Enunciado do exercício
Indique se cada afirmação concorda com o texto sobre a ameaça de expulsão dos Guarani Kaiowá, respondendo sim ou não e citando literalmente as palavras do texto que decidem a questão: 1. A reintegração de posse foi decidida pelo Tribunal Regional Federal da 3ª Região, em São Paulo. 2. A Polícia Federal anunciou a expulsão para o domingo, dia 11. 3. A homologação é a etapa inicial do processo de demarcação de terras indígenas.

Texto fornecido
___
08/12/2005

Informe no. 693: Povo Guarani Kaiowá pode ser expulso de terra homologada

Povo Guarani Kaiowá pode ser expulso de  terra homologada


 


O povo Guarani Kaiowá da terra Indígena Nhanderu Marangatu recebeu na tarde de ontem, dia 7, a notícia da decisão no Tribunal Regional Federal, 3ª. Região, São Paulo, pela reintegração de posse solicitada pelos proprietários das fazendas Ita Brasília e Pequiri Santa Creuza. Para cumprir a decisão judicial, a Polícia Federal já anunciou que irá proceder a expulsão do povo Guarani Kaiowá no próximo sábado, dia 10.


 


As fazendas estão localizadas total ou parcialmente dentro da terra indígena homologada pelo presidente Luís Inácio Lula da Silva no dia 28 de março deste ano. A homologação é o passo final do processo de demarcação de terras indígenas.


 


Ao serem informadas sobre a reintegração de posse, as lideranças Guarani Kaiowá, que já tinham como definitiva a posse de sua terra, manifestaram perplexidade. “Isso vem em cima da gente como um tiro. Mas nós não vamos arredar o pé. Estamos na terra que é nossa, que está reconhecida e daqui ninguém nos tira enquanto estivermos vivos”, afirmou uma das lideranças.


 


O Conselho Indigenista Missionário (Cimi) tem acompanhado toda a longa história da reconquista da terra tradicional Guarani Kaiowá. Ao longo destes anos, este povo tem resistido heroicamente com muito sofrimento e morte de várias lideranças – dentre elas Marçal de Souza Tupã i, assassinado em novembro de 1983.


 


O Cimi mais uma vez une-se ao clamor de centenas de Guarani Kaiowá ameaçados em seu sagrado direito de viver em sua terra, conclamando a solidariedade e apoio decisivo de todos os que, no Brasil e no mundo, querem construir esse mundo plural com justiça e respeito aos povos e culturas.
___
Material fornecido

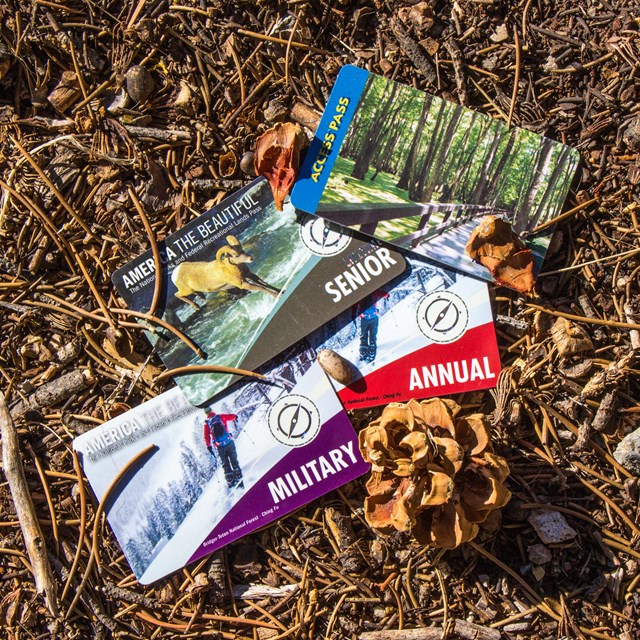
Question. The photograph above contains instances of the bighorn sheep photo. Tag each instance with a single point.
___
Resposta do problema
1. Sim: "a notícia da decisão no Tribunal Regional Federal, 3ª. Região, São Paulo, pela reintegração de posse".
2. Não: "irá proceder a expulsão do povo Guarani Kaiowá no próximo sábado, dia 10".
3. Não: "A homologação é o passo final do processo de demarcação de terras indígenas".